**To do**
Reproduce exactly, and only, the lines below from the one containing "target | blue hockey helmet" through the one containing "target | dark tarp".

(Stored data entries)
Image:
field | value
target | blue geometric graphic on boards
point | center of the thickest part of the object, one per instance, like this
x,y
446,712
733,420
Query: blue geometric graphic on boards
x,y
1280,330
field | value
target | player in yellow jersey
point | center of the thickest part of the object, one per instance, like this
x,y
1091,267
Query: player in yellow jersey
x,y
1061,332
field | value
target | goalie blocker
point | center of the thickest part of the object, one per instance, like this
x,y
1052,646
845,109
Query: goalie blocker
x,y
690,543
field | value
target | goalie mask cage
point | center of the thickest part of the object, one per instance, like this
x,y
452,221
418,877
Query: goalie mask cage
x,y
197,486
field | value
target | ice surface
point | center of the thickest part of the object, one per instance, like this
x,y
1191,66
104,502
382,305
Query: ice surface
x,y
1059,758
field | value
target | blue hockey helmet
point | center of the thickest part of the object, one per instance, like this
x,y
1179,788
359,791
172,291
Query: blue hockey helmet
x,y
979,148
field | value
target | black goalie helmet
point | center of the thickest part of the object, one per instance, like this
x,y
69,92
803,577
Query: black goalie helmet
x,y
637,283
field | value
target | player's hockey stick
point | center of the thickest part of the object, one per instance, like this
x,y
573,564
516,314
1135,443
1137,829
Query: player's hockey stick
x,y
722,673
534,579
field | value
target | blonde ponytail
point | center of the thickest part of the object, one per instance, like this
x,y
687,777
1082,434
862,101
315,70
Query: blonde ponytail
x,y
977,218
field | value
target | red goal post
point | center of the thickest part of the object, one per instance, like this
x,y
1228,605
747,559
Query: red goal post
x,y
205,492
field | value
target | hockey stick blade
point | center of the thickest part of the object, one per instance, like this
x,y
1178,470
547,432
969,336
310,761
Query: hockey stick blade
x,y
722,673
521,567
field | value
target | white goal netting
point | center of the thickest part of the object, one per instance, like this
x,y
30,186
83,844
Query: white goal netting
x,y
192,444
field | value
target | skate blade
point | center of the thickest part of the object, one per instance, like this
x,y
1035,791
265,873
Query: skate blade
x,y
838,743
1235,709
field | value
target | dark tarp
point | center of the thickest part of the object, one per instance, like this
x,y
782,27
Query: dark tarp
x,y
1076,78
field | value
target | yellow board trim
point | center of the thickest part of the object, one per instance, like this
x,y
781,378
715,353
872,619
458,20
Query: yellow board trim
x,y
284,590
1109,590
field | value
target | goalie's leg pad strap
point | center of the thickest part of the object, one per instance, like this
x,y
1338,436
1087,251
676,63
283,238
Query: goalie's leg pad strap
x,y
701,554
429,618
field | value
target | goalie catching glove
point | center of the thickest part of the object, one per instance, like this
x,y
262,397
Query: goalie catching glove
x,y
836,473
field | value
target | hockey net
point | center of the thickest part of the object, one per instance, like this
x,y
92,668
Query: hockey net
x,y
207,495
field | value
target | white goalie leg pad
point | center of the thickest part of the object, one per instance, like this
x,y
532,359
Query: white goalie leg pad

**Answer box**
target | blue hockey helmet
point | center of the thickest part of the object, one per instance, like this
x,y
1179,788
359,791
172,291
Query: blue hockey helmet
x,y
979,148
field | value
target | black goalie helmet
point | center of the thickest part of the object, one per instance, like this
x,y
69,92
803,577
Query: black goalie helmet
x,y
637,283
field | value
target | player's hockey stick
point | center of the thickest part of the object, one per instance, like this
x,y
573,564
516,314
1135,443
1137,829
Query: player's hockey stick
x,y
722,673
534,579
field | value
target | blonde ponytail
point | center of the thickest part of the object, one per instance, like this
x,y
687,777
1082,434
862,101
315,70
Query: blonde ponytail
x,y
977,218
field | value
target | red goal post
point | center of the thickest part of the object, one per instance, like this
x,y
1228,605
747,559
Query: red goal post
x,y
205,492
field | value
target | hockey stick blade
point | center of the thickest part of the object, one per instance, like this
x,y
1178,470
547,432
969,336
310,761
Query: hockey stick blade
x,y
722,673
521,567
field | value
target | white goal netting
point | center of the thickest part of the object, one per instance, like this
x,y
30,186
83,844
Query: white goal netting
x,y
192,444
field | value
target | skate blade
point | center of the thickest part of the object, one per instance, like this
x,y
1035,791
265,873
Query: skate blade
x,y
838,743
1235,709
field | value
target | dark tarp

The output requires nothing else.